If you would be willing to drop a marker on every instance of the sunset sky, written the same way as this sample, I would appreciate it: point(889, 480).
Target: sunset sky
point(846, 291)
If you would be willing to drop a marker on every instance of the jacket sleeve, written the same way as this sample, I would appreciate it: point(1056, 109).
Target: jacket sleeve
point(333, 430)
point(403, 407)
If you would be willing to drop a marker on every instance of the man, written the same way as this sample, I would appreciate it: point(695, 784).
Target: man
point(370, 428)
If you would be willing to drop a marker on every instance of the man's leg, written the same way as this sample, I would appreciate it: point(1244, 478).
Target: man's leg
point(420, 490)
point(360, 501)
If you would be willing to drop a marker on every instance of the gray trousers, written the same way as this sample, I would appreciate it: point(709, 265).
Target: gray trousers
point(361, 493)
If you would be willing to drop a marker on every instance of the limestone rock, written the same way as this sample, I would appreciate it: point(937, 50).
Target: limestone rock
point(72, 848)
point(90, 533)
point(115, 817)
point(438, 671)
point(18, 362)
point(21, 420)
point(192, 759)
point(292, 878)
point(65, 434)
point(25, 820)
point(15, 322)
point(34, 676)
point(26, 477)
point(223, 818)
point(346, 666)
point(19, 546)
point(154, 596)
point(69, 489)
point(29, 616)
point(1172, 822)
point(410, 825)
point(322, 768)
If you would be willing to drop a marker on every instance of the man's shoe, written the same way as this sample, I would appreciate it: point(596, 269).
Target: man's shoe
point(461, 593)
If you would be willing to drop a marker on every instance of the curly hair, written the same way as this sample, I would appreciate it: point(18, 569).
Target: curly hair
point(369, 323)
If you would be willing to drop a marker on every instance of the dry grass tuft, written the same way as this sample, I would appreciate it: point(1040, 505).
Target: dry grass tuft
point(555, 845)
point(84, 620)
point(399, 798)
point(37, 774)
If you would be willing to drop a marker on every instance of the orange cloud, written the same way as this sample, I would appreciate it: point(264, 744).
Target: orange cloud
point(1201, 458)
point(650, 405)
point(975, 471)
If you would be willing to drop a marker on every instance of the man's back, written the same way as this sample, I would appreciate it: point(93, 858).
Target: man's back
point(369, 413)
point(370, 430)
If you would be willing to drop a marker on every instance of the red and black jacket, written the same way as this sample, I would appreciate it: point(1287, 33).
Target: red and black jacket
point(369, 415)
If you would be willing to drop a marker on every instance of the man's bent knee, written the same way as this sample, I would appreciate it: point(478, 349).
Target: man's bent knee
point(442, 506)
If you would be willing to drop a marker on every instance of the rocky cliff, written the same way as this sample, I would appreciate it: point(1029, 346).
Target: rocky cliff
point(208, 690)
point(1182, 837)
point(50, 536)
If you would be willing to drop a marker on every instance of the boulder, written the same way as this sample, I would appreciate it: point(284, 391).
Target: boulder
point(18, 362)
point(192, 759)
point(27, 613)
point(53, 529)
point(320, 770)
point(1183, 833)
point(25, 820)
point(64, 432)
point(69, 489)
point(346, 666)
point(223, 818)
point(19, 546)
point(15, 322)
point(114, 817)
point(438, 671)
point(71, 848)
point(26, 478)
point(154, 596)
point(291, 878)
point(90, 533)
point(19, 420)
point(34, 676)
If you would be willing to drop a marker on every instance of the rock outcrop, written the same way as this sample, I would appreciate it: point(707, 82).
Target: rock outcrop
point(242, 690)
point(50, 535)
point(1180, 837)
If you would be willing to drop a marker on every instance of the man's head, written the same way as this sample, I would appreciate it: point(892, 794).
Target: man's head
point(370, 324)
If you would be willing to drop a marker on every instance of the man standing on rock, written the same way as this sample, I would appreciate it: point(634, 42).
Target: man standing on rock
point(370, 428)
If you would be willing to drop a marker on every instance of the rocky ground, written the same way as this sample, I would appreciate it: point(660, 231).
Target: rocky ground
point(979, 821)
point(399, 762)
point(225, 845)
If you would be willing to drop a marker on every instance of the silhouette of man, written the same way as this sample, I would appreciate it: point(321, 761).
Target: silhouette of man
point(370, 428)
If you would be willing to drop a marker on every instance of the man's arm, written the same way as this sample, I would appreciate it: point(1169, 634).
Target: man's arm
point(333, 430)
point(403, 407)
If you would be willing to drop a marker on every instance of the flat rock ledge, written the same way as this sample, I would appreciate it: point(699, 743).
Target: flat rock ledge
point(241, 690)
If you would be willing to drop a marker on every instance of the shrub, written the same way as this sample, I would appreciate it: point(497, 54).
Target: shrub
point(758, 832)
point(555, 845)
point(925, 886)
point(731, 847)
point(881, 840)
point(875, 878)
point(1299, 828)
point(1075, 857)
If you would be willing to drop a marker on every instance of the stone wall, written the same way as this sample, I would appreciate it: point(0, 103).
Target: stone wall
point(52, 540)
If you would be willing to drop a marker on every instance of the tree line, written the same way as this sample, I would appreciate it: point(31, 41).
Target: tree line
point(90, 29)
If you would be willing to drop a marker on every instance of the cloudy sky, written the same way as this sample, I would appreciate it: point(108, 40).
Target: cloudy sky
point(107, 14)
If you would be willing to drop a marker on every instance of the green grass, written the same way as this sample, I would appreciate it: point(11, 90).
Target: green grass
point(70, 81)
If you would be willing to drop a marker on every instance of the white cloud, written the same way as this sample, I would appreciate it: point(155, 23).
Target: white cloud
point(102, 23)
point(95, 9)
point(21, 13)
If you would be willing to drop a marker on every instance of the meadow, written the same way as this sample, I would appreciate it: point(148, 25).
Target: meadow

───

[What this task involves] Scale the data from its beginning through the line containing "point(361, 493)", both ends included. Reproduce every line, including the lines of instruction, but multiply each coordinate in the answer points by 0.55 and round it to a whole number, with halves rounded up. Leave the coordinates that appear within the instruction lines unchanged.

[Exercise answer]
If you would be willing to drop a marker on every instance of the sunset sky, written the same way as this sample, I would appreciate it: point(889, 480).
Target: sunset sky
point(465, 160)
If you would be willing to drop a marker on every instance of the jacket sleeve, written the same way as this sample, I would appreciate it: point(1056, 109).
Target: jacket sleeve
point(183, 237)
point(222, 224)
If you would be willing to drop a marker on every instance of the man, written the same way as this sample, I would appreciate it: point(695, 784).
Target: man
point(204, 235)
If you would be willing to drop a marker on every instance of the man's leg, written the same way as this sample, I would appreciate it: point(1244, 478).
Target: man's leg
point(231, 270)
point(198, 276)
If you would be willing to drop a marker on every instance of the gray trousers, written the same way as this sample, I would appreciate it: point(709, 265).
Target: gray trousers
point(199, 271)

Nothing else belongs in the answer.